### ACTIVITY A
Translate this sentence from the abstract on PET in unknown-primary cancer into Spanish: "The diagnostic value of PET and its influence on therapeutic strategies was evaluated."
### ACTIVITY B
Please take the abstract on PET in unknown-primary cancer further, continuing from its last sentence.

### GIVEN PASSAGE
Medline ® Abstract for Reference 6
of 'Overview of the classification and management of cancers of unknown primary site'
Localised disease in cancer of unknown primary (CUP): the value of positron emission tomography (PET) for individual therapeutic management.
Rades D, Kühnel G, Wildfang I, Börner AR, Schmoll HJ, Knapp W
Ann Oncol. 2001;12(11):1605.
BACKGROUND: Two to four percent of cancer patients present with CUP syndrome. Median survival for localised disease is 20 and for disseminated disease, seven months. For localised disease, curative treatment is more likely and individual therapeutic strategies become more important. After conservative diagnostic procedures including MRI, the primary is detected in less than 25%. The diagnostic value of PET and its influence on therapeutic strategies was evaluated.
PATIENTS AND METHODS: Forty-two patients with localised CUP were investigated from 5 of 98 to 10 of 2000. The presenting site was lymph node metastasis in 34 and visceral metastasis in 8 patients. After a median of 7 (3-11) diagnostic procedures without detection of the primary, but evidence of localised disease, PET was performed with fluorine-18-fluorodeoxyglucose.

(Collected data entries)
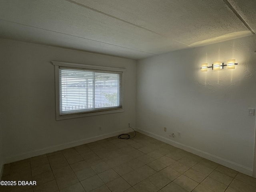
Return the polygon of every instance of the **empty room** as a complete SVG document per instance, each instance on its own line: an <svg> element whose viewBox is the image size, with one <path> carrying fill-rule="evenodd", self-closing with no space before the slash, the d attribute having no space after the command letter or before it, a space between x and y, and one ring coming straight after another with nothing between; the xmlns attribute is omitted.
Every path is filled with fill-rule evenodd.
<svg viewBox="0 0 256 192"><path fill-rule="evenodd" d="M0 0L0 192L256 192L255 0Z"/></svg>

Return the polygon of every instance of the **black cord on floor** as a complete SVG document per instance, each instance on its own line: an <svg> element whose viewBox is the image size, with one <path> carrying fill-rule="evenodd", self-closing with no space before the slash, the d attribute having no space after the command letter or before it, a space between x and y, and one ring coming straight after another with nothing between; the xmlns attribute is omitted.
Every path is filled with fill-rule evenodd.
<svg viewBox="0 0 256 192"><path fill-rule="evenodd" d="M118 135L118 139L131 139L132 138L133 138L136 136L136 132L134 129L133 129L133 128L130 126L130 123L129 123L129 127L130 127L131 129L132 129L132 130L134 131L134 132L135 132L135 135L133 137L131 137L129 134L121 134L120 135Z"/></svg>

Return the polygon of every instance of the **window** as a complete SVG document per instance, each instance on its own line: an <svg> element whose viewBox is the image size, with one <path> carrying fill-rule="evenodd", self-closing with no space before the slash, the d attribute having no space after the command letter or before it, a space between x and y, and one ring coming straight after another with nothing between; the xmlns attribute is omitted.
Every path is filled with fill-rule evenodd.
<svg viewBox="0 0 256 192"><path fill-rule="evenodd" d="M125 69L52 62L57 120L124 111Z"/></svg>

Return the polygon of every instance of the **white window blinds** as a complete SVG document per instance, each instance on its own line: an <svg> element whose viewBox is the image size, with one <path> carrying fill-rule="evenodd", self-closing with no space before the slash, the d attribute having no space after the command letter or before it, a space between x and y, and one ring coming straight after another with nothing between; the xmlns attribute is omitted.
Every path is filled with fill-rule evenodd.
<svg viewBox="0 0 256 192"><path fill-rule="evenodd" d="M120 108L122 72L59 68L60 115Z"/></svg>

### RESPONSE AREA A
Se evaluó el valor diagnóstico de la PET y su influencia en las estrategias terapéuticas.

### RESPONSE AREA B
RESULTS: In 26 of 42 patients (62%), a primary was suggested by PET and confirmed in 18 (43%). In 5 of 18 patients beyond localised disease, additional dissemination, not detected by previous diagnostic measures, was diagnosed by PET. Overall, dissemination was only detected only by PET in 16 of 42 patients (38%). In29 of 42 patients (69%), the PET result influenced selection of the definitive treatment.
CONCLUSION: In CUP patients, PET has a certain impact on detection of the primary as well as of the disseminated disease. and may also have a certain impact on therapeutic management.